● Provided data
((

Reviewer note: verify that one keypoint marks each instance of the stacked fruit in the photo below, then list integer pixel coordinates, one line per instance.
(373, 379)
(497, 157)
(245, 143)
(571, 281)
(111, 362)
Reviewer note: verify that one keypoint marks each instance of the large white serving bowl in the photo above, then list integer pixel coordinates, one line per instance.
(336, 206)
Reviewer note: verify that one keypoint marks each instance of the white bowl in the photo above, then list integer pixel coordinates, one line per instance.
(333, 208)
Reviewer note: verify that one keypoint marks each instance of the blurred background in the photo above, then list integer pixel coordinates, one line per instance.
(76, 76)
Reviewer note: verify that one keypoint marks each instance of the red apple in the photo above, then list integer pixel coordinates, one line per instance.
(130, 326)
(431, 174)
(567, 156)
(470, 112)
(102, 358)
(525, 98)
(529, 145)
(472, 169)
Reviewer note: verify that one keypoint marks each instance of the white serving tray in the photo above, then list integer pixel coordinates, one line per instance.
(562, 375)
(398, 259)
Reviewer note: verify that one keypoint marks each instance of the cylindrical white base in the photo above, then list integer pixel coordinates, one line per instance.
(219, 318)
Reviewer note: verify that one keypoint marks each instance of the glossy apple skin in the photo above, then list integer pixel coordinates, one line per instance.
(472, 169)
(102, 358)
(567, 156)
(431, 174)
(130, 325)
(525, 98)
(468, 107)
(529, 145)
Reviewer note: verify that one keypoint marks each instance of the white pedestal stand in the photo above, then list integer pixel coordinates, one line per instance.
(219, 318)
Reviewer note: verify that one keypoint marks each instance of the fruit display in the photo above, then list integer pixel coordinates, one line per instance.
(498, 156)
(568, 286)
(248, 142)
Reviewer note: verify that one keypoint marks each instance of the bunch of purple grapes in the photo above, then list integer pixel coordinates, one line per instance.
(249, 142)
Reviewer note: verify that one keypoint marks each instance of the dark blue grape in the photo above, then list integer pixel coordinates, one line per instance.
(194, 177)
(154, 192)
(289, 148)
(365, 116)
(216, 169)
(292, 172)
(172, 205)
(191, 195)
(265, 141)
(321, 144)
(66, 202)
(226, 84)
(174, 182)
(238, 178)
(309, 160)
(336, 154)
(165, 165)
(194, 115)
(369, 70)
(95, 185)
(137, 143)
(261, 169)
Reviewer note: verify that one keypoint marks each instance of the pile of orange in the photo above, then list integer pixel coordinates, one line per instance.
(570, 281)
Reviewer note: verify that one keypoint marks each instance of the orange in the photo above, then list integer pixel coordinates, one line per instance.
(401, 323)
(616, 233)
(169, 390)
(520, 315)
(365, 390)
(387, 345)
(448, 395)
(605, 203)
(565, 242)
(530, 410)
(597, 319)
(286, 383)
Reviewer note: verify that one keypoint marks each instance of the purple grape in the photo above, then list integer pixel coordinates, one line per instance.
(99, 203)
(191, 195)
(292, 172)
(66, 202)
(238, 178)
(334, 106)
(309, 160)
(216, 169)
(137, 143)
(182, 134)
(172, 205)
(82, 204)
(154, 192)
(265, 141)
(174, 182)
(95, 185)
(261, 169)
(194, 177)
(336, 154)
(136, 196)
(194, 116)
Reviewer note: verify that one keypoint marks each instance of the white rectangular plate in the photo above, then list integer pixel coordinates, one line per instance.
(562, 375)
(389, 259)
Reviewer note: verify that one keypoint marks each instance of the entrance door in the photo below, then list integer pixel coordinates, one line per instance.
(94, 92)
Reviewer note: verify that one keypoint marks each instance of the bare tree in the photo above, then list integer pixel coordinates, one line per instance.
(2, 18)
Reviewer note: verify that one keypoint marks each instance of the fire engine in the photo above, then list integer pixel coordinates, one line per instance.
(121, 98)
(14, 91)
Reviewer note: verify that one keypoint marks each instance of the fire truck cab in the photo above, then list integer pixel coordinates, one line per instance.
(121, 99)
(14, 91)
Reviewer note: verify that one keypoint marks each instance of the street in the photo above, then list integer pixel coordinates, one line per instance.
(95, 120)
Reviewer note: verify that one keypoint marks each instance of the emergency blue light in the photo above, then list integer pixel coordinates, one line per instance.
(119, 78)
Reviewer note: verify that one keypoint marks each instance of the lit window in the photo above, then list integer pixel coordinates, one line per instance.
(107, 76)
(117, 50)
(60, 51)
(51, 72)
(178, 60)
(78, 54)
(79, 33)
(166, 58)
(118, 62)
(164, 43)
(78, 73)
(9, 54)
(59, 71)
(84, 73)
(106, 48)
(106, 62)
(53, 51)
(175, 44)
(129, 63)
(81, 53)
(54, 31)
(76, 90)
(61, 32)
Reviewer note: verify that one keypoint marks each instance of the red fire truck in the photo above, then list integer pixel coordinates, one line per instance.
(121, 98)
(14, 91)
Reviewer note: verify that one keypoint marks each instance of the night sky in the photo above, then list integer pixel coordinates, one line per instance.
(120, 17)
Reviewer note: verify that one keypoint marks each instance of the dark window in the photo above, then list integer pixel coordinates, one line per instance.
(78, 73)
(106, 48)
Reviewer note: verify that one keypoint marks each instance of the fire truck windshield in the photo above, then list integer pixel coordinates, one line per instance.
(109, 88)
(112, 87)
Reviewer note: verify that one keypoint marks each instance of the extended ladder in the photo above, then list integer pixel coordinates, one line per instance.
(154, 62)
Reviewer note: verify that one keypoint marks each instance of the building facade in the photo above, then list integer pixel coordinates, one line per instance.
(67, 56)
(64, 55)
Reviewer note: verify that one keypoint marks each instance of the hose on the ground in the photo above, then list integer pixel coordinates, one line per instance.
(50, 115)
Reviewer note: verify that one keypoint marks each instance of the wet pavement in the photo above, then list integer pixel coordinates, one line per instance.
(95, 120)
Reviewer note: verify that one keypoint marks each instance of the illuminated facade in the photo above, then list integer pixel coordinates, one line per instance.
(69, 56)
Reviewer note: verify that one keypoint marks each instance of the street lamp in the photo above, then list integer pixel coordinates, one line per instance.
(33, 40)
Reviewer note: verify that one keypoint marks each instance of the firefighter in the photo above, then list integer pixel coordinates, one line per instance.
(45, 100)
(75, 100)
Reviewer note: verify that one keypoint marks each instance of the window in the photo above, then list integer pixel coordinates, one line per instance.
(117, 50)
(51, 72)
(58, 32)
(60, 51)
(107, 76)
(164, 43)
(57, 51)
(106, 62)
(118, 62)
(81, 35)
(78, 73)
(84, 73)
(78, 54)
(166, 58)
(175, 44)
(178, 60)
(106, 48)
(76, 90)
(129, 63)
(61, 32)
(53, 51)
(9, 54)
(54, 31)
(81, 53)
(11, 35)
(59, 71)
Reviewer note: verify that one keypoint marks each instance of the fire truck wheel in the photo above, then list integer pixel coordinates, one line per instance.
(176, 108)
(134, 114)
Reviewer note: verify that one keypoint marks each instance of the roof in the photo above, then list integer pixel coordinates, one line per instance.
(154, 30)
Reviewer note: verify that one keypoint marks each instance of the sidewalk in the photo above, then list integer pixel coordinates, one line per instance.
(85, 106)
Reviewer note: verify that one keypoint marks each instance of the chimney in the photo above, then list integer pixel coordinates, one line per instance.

))

● How to complete this task
Starting at the line that contains "of the roof", retype each line through the end of the listing above and nothing else.

● Output
Reviewer note: verify that one keypoint marks each instance of the roof in the photo above, then list integer pixel coordinates, one line per instance.
(154, 30)
Reviewer note: verify that one keypoint marks each instance of the sidewalk in the photo above, then list integer pixel coordinates, one line per instance.
(85, 106)
Reviewer note: verify that one keypoint marks each instance of the chimney in the photo above, then list integer pixel coordinates, one line per instance.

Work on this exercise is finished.